**Try it:** Reproduce exactly the line containing "Locate the lower" and every line after it, through the last line of the records below; add nothing.

**Record set:**
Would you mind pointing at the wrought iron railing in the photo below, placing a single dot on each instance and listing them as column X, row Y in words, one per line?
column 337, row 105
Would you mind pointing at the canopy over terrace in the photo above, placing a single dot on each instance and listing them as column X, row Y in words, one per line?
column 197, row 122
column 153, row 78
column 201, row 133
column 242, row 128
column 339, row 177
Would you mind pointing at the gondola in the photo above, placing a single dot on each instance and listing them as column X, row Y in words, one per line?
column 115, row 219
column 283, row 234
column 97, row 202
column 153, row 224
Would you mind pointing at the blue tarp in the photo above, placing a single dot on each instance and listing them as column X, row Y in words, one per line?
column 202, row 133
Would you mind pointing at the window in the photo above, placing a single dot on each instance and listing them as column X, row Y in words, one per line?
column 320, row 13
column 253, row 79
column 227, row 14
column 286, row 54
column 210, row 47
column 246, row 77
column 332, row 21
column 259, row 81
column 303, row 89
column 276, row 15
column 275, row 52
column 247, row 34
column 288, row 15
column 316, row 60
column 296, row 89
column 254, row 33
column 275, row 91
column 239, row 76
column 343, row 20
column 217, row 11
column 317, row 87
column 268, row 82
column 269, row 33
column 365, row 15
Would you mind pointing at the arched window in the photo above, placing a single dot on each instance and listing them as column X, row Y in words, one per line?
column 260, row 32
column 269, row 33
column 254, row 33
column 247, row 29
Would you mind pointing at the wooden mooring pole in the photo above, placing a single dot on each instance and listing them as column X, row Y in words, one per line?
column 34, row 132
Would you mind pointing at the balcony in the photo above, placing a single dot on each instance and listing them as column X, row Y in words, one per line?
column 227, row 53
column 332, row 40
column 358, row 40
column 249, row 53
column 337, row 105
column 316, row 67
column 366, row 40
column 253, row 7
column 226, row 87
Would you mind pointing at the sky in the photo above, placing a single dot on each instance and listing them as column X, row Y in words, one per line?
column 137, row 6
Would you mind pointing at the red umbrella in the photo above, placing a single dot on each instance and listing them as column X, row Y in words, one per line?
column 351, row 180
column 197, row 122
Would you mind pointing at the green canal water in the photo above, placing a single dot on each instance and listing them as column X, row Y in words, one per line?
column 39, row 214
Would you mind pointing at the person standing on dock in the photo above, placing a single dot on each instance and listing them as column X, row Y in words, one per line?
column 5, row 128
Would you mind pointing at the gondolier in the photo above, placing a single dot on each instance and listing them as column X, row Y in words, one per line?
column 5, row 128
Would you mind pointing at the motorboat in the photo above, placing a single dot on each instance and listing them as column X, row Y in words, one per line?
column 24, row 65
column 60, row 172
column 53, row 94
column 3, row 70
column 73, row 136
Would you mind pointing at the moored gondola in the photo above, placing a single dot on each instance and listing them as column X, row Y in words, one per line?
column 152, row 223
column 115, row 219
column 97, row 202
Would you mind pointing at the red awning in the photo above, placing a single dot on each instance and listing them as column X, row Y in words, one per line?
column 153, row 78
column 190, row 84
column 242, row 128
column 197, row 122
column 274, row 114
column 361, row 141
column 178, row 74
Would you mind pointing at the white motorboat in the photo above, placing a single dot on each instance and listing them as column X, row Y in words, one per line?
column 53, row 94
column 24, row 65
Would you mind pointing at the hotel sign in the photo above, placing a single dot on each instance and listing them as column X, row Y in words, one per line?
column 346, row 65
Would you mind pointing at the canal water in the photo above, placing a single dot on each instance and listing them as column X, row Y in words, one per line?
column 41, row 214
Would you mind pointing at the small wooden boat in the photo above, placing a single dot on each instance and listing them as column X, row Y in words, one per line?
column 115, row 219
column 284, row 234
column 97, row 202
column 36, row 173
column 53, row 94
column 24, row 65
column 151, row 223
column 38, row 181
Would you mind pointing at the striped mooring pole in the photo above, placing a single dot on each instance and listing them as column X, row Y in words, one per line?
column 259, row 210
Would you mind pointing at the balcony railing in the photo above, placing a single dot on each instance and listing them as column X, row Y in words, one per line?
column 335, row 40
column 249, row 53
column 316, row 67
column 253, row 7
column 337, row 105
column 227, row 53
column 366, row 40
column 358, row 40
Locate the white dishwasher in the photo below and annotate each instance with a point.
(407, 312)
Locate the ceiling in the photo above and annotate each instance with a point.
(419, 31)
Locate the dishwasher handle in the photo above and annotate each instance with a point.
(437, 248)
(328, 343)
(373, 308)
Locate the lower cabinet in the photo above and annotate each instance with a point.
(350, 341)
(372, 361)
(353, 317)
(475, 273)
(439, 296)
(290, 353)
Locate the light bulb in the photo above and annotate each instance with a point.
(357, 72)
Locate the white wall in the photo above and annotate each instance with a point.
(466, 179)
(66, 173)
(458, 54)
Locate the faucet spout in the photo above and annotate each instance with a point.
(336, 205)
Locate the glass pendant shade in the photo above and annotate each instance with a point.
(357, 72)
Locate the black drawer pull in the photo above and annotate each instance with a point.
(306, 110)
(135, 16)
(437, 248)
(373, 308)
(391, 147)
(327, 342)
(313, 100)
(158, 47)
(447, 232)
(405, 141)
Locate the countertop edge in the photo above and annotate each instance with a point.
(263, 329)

**Response:**
Locate the lower cabinet in the photo above and annotate each instance with a point.
(350, 341)
(372, 361)
(353, 317)
(475, 273)
(439, 296)
(290, 353)
Locate the light bulb in the photo above and annotate each instance with a point.
(357, 72)
Locate the white wall in the photo above and annotate each instance with a point.
(466, 179)
(66, 173)
(458, 54)
Locate the faucet spout in the photo above and annotate each instance with a point.
(336, 205)
Locate the glass pendant shade in the photo above and annotate each instance with a point.
(357, 72)
Locate the black drawer pull in the photo above and annotate each instance with a point.
(306, 110)
(135, 16)
(437, 248)
(373, 308)
(391, 147)
(327, 342)
(313, 100)
(158, 47)
(447, 232)
(405, 141)
Locate the countertop edge in the photo above and annotate each instance with a point.
(263, 329)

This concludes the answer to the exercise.